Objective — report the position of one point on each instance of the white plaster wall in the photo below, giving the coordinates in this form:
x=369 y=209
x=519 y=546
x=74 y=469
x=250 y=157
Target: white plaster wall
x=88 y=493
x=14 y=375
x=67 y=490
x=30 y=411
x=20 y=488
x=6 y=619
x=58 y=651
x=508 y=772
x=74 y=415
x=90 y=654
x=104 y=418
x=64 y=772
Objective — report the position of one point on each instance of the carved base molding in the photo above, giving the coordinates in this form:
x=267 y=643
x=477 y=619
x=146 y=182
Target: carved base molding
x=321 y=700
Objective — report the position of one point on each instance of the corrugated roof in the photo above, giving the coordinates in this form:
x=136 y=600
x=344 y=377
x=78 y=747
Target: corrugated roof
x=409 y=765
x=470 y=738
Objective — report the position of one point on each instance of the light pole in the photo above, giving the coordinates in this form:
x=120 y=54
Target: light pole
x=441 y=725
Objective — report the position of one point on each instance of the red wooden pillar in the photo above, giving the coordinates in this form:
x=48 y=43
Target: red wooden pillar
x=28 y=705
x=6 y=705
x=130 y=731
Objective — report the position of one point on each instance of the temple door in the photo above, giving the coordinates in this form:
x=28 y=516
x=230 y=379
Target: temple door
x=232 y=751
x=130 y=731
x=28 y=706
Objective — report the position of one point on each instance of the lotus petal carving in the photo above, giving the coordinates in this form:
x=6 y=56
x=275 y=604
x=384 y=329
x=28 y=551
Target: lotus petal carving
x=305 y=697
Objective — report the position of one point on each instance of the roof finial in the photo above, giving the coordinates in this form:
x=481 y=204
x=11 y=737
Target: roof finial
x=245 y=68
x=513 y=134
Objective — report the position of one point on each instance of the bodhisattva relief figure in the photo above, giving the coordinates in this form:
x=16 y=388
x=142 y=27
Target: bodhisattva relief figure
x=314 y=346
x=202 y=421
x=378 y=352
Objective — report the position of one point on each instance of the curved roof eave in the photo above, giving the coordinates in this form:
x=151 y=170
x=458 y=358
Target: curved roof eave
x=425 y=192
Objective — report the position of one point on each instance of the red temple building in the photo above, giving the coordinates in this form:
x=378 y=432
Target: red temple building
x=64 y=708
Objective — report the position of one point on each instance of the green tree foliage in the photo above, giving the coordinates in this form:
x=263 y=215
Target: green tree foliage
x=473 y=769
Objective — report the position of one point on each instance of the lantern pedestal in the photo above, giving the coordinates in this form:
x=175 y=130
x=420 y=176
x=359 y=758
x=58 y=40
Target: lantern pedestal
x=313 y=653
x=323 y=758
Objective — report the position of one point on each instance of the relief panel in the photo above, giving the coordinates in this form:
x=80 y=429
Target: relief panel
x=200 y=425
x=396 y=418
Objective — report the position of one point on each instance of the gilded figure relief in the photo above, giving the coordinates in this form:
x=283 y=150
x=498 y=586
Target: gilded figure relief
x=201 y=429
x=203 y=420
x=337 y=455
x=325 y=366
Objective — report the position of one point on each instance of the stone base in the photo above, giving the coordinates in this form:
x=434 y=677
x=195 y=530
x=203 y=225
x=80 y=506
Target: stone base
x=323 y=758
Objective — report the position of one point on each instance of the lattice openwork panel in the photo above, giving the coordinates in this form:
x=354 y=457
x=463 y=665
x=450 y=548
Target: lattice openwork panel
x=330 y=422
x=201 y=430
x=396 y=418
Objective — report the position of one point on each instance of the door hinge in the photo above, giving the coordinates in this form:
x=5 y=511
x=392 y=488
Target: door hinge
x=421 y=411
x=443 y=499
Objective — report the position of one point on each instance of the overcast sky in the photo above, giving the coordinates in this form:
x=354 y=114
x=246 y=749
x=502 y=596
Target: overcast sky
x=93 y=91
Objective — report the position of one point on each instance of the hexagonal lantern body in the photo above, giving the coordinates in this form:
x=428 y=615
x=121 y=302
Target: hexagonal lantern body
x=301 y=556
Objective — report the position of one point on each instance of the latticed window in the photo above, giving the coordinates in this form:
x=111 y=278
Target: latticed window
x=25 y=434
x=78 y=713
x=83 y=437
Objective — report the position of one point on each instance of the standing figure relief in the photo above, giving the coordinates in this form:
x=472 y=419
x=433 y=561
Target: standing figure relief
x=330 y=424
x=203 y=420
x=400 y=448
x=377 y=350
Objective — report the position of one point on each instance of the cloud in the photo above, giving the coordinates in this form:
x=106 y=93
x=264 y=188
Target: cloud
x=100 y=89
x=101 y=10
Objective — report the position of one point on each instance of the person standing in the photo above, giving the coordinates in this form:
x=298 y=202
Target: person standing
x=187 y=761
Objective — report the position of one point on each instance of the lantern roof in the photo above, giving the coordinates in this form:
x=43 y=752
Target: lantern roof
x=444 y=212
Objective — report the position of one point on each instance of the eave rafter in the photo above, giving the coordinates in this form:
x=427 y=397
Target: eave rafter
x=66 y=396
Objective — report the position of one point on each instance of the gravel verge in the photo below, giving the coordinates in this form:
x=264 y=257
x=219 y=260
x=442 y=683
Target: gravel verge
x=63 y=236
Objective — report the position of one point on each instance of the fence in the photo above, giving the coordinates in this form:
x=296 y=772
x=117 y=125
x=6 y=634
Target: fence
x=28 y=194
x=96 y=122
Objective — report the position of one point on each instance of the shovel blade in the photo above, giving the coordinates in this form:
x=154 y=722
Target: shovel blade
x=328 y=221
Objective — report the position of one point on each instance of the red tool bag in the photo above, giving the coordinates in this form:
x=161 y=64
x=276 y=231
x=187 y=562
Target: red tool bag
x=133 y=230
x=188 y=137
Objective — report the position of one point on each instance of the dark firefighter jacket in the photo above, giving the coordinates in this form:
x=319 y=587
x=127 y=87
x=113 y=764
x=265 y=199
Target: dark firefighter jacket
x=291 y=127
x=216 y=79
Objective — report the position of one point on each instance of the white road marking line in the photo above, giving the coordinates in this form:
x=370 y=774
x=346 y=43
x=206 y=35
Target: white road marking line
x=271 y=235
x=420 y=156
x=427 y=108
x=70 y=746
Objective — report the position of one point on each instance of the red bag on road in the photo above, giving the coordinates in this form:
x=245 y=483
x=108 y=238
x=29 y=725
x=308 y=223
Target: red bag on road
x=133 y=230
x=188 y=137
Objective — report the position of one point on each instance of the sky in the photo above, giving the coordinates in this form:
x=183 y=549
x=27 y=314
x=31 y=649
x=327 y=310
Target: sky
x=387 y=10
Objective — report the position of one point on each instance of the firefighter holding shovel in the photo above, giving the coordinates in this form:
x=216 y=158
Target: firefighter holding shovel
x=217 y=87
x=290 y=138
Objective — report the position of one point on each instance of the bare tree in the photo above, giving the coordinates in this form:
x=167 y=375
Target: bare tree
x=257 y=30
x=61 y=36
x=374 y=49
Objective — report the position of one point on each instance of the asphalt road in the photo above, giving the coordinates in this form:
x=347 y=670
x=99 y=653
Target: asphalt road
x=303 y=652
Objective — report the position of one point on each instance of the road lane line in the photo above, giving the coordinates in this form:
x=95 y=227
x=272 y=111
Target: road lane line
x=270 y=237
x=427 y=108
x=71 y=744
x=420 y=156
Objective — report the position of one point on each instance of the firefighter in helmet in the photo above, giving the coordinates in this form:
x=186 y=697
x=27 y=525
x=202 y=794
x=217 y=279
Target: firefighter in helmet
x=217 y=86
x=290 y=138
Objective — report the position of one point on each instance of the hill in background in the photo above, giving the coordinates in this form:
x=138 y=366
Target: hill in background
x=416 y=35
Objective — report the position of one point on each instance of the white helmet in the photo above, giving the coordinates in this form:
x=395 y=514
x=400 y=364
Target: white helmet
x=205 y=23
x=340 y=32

--------------------------------

__REQUIRED TASK__. Reproduce word for word the lines above, from the one containing "the white helmet" through the end of the records, both ends included.

__RESPONSE TO THE TASK__.
Objective — report the position of one point on each instance of the white helmet in the photo above, giving the coordinates in this form:
x=395 y=514
x=400 y=364
Target: white helmet
x=205 y=23
x=340 y=32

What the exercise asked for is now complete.